Arrange every line of the material below as a numbered list, leaving out any blank lines.

----- RECORDED INFORMATION -----

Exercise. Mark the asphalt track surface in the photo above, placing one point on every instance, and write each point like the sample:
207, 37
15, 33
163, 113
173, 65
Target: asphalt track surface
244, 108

-----

FULL RESPONSE
1. Exercise. Mark the asphalt track surface in the photo above, placing one point on every instance, and write each point like the sample:
2. 207, 37
3. 15, 33
4. 163, 113
5. 173, 65
6. Target: asphalt track surface
7. 244, 108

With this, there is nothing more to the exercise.